— Begin —

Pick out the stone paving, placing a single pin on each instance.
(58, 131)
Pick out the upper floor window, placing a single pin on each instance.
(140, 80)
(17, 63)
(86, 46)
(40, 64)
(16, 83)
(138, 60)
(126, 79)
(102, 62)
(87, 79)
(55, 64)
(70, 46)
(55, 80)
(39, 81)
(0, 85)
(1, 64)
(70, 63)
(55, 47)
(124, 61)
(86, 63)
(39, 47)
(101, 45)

— End —

### WORK TO BE COMPLETED:
Copy out each of the lines above word for word, in the same order.

### TASK RESPONSE:
Pick out the stone paving, placing a single pin on each instance.
(58, 131)
Pick out the upper floor window, placing a single pin on each instance.
(140, 80)
(17, 63)
(86, 46)
(40, 64)
(16, 83)
(138, 60)
(126, 79)
(102, 62)
(87, 79)
(55, 64)
(70, 46)
(55, 80)
(39, 81)
(0, 85)
(1, 64)
(70, 63)
(55, 47)
(124, 61)
(86, 63)
(39, 47)
(101, 45)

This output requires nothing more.